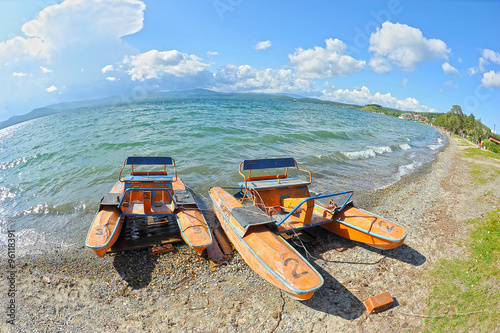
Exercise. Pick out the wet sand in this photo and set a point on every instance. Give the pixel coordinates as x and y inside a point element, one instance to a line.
<point>73,290</point>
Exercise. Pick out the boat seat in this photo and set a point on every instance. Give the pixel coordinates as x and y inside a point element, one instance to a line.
<point>274,183</point>
<point>150,178</point>
<point>111,199</point>
<point>247,216</point>
<point>184,197</point>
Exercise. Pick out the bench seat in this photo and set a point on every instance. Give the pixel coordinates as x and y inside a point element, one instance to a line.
<point>274,183</point>
<point>151,178</point>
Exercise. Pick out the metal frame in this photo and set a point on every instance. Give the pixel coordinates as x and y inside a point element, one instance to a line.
<point>149,160</point>
<point>130,189</point>
<point>319,197</point>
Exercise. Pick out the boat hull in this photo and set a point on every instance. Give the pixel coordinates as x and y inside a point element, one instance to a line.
<point>192,224</point>
<point>194,229</point>
<point>268,254</point>
<point>362,226</point>
<point>104,230</point>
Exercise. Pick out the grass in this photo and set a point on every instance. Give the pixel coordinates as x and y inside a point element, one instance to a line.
<point>482,175</point>
<point>473,152</point>
<point>462,287</point>
<point>469,284</point>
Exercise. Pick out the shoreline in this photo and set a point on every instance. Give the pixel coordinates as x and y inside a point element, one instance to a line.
<point>74,290</point>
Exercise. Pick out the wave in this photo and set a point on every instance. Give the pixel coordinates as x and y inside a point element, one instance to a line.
<point>370,152</point>
<point>405,146</point>
<point>439,143</point>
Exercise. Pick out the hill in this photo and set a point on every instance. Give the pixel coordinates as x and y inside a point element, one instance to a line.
<point>187,94</point>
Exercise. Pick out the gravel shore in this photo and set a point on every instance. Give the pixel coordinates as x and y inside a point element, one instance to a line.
<point>72,290</point>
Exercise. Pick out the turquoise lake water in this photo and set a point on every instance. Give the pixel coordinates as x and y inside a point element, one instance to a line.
<point>54,170</point>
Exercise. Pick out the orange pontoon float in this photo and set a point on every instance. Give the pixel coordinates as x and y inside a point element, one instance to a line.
<point>150,194</point>
<point>282,204</point>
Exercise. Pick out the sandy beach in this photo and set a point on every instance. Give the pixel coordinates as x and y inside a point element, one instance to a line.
<point>73,290</point>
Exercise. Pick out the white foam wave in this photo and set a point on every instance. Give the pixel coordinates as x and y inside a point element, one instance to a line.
<point>405,146</point>
<point>367,153</point>
<point>437,145</point>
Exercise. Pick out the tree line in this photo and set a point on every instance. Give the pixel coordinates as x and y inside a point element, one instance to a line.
<point>467,126</point>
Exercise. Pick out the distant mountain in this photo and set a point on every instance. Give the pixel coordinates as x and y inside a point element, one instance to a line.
<point>159,96</point>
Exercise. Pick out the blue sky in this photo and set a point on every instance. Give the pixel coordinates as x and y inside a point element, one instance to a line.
<point>412,55</point>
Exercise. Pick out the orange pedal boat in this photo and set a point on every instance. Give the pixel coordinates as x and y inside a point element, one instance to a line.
<point>282,204</point>
<point>151,194</point>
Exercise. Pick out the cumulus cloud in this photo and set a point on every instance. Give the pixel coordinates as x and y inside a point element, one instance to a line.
<point>246,78</point>
<point>492,56</point>
<point>449,69</point>
<point>323,63</point>
<point>152,64</point>
<point>63,39</point>
<point>450,84</point>
<point>108,68</point>
<point>403,46</point>
<point>380,65</point>
<point>363,95</point>
<point>487,56</point>
<point>263,45</point>
<point>491,79</point>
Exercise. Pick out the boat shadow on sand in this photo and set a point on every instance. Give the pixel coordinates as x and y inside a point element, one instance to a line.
<point>335,299</point>
<point>135,267</point>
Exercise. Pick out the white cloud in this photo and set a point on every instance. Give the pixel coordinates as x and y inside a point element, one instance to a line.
<point>486,56</point>
<point>363,96</point>
<point>491,79</point>
<point>323,63</point>
<point>380,65</point>
<point>245,78</point>
<point>108,68</point>
<point>449,69</point>
<point>152,64</point>
<point>405,46</point>
<point>450,84</point>
<point>64,38</point>
<point>492,56</point>
<point>263,45</point>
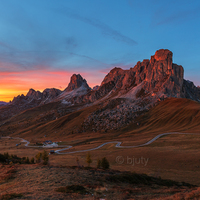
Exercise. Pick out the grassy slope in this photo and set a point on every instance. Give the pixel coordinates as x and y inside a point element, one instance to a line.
<point>173,115</point>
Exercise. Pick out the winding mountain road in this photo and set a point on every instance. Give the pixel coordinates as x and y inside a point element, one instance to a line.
<point>118,144</point>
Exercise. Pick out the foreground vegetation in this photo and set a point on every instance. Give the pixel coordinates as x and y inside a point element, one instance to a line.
<point>41,182</point>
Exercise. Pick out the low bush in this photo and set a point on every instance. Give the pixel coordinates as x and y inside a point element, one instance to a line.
<point>10,196</point>
<point>72,189</point>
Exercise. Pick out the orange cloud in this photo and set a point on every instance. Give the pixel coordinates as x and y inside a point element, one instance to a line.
<point>16,83</point>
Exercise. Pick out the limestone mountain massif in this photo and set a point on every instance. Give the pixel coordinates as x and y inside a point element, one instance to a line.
<point>122,96</point>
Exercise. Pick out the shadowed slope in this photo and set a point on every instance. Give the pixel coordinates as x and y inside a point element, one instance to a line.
<point>172,115</point>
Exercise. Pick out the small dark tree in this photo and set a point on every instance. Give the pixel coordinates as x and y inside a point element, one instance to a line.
<point>45,157</point>
<point>98,163</point>
<point>2,158</point>
<point>32,160</point>
<point>38,157</point>
<point>27,160</point>
<point>104,163</point>
<point>88,159</point>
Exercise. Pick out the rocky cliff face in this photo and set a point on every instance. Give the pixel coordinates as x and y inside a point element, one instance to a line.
<point>76,82</point>
<point>122,95</point>
<point>158,77</point>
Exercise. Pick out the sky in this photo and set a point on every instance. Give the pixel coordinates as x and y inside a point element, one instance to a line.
<point>43,43</point>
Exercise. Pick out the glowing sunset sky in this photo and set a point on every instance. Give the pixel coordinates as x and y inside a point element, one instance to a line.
<point>44,42</point>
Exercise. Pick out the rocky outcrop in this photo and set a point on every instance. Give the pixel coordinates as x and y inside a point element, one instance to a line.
<point>95,87</point>
<point>2,103</point>
<point>157,76</point>
<point>76,82</point>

Work to be completed
Carry over each record above character for character, with the pictures left out.

Reply
Exercise. Pick out the wet sand in this photo and set a point on every instance. Give the pixel coordinates as x and y inside a point element, one instance to a line.
<point>73,290</point>
Exercise. Pick out the boat seat in this photo and set a point on every instance. Give the pixel coordinates as x and y inside a point element, one instance to a line.
<point>274,183</point>
<point>150,178</point>
<point>111,199</point>
<point>247,216</point>
<point>184,197</point>
Exercise. Pick out the bench seat in this photo and set a point on every instance. Give the pixel coordinates as x and y inside a point element, one instance to a line.
<point>274,183</point>
<point>151,178</point>
Exercise. Pick out the metal frame in this photo and set a point on every instance. Give the pixel coordinates as x and y inside a point element, one instance to a line.
<point>149,160</point>
<point>130,189</point>
<point>319,197</point>
Exercise. Pick out the boat hull in this photo and set a point on every instance. Give the pixel coordinates as x and y inside a point element, one instance to a line.
<point>192,224</point>
<point>194,229</point>
<point>268,254</point>
<point>362,226</point>
<point>104,230</point>
Exercise. Pick out the grass in this photo and set a point on every instance. Give the pixel coordinates as x and y inside a point element, one instance to a line.
<point>482,175</point>
<point>473,152</point>
<point>462,287</point>
<point>469,284</point>
Exercise. Pick out the shoreline in this photo and set a point on every instance. Give the pixel coordinates as x and y inside a point element, one instance to a line.
<point>74,290</point>
Exercise. Pick out the wave in this photo and set a point on every instance. Give the pixel coordinates as x and y inside a point element, one instance to a line.
<point>370,152</point>
<point>405,146</point>
<point>439,143</point>
Exercise. Pick out the hill in this photo and set a point on every instance. Give the pixel coordinates as x and y inside a point element, one instance to a line.
<point>187,94</point>
Exercise. Pick out the gravel shore in this photo and set a point on every instance. Give the pixel coordinates as x and y inside a point element, one instance to a line.
<point>72,290</point>
Exercise. Pick out the turquoise lake water in this photo and set a point on every instance. Give the pixel coordinates as x and y inside a point element, one instance to a line.
<point>54,170</point>
Exercise. Pick out the orange pontoon float in this photo and set a point on every instance. Give the pixel coordinates as x and y inside a point element, one instance to a line.
<point>150,194</point>
<point>282,204</point>
Exercise. Pick out the sandy beach in this photo and set a point on every instance. Give the pixel coordinates as x and y inside a point element, one instance to a line.
<point>73,290</point>
Exercise. Pick out the white foam wave in this photo and set a point on every instance. Give the pixel coordinates as x and y inside a point element, one instance to a line.
<point>405,146</point>
<point>367,153</point>
<point>437,145</point>
Exercise. Pick out the tree line in this photo and set a point on every instance. Give the pixel coordinates as x and y inside a point element, one instance to a line.
<point>467,126</point>
Exercise. Pick out the distant mountain in this photo and set a point on every instance. Give the pixel coordinates as x and y inside a point element, one instance to a line.
<point>159,96</point>
Exercise. Pick out the blue sky in this photo and set a point on every instance. Give the pixel coordinates as x and y inside a point element, one instance to a line.
<point>412,55</point>
Exercise. Pick out the orange pedal boat in this photo and set a point on every instance. Give the pixel coordinates as x and y inside a point element, one instance to a line.
<point>282,204</point>
<point>151,194</point>
Exercise. Pick out the cumulus cloud in this photo and set a point on every instance. Give the pixel coordinates as x and y inside a point element, one instance to a line.
<point>246,78</point>
<point>492,56</point>
<point>449,69</point>
<point>323,63</point>
<point>152,64</point>
<point>63,39</point>
<point>450,84</point>
<point>108,68</point>
<point>403,46</point>
<point>380,65</point>
<point>363,95</point>
<point>487,56</point>
<point>263,45</point>
<point>491,79</point>
Exercise. Pick out the boat shadow on sand in this photo and set a point on every instance. Give the pixel coordinates as x and y inside a point element, one instance to a line.
<point>335,299</point>
<point>135,267</point>
Exercise. Pick out the white cloud in this photo and set a point on every instance. Give the pixel coordinates as x and y inside a point element, one instance to a line.
<point>486,56</point>
<point>363,96</point>
<point>491,79</point>
<point>323,63</point>
<point>380,65</point>
<point>245,78</point>
<point>108,68</point>
<point>449,69</point>
<point>152,64</point>
<point>405,46</point>
<point>450,84</point>
<point>64,38</point>
<point>492,56</point>
<point>263,45</point>
Exercise. Pick out the grassy slope in this photo and set a point on every instance. Give the pixel coordinates as x and y inside a point element, one instance to a line.
<point>173,115</point>
Exercise. Pick out the winding mountain road in this photo and set a point on every instance. Give the pixel coordinates as x and y inside a point element, one instance to a line.
<point>118,144</point>
Exercise. Pick out the foreground vegetation in this photo and set a point on every instance. Give the pixel coordinates as x and y inside a point element, one instance to a line.
<point>41,182</point>
Exercise. Pick out the low bush in this photo and set a point on every instance. Give the pixel coordinates as x and y inside a point element, one instance to a line.
<point>10,196</point>
<point>72,189</point>
Exercise. Pick out the orange cloud in this photo and set a point on every instance. Give the pixel coordinates as x and y inside a point element, one instance to a line.
<point>16,83</point>
Exercise. Pick out the limestone mountain massif in this photo and set a point on every instance. Give the pixel coordinates as x and y inside a point element, one instance to a line.
<point>122,96</point>
Exercise. Pick out the shadowed slope in this photo and set a point on every instance. Give the pixel coordinates as x and y inside a point element, one instance to a line.
<point>172,115</point>
Exercise. Pick out the small dark tree in this photo and set a point on every instance. Give the pixel coordinates as x and y inside a point element, one instance to a line.
<point>45,157</point>
<point>98,163</point>
<point>2,158</point>
<point>32,160</point>
<point>38,157</point>
<point>27,160</point>
<point>104,163</point>
<point>88,159</point>
Exercise. Pick out the rocky cliff face in this photo and set a point on every instance. Give the pixel coordinates as x and y inside a point element, one instance to a line.
<point>76,82</point>
<point>122,95</point>
<point>158,77</point>
Exercise. Pick out the sky in this photo and set a point on every instance. Give the pixel coordinates as x and y inside a point element, one instance to a line.
<point>43,43</point>
Exercise. Pick out the glowing sunset sky in this photo and set a point on every instance. Give the pixel coordinates as x and y inside a point element, one instance to a line.
<point>44,42</point>
Exercise. Pick out the rocky outcrop in this photo and set a point on every instance. Give the pixel coordinates as x and y inside a point element, one instance to a line.
<point>95,87</point>
<point>2,103</point>
<point>157,76</point>
<point>76,82</point>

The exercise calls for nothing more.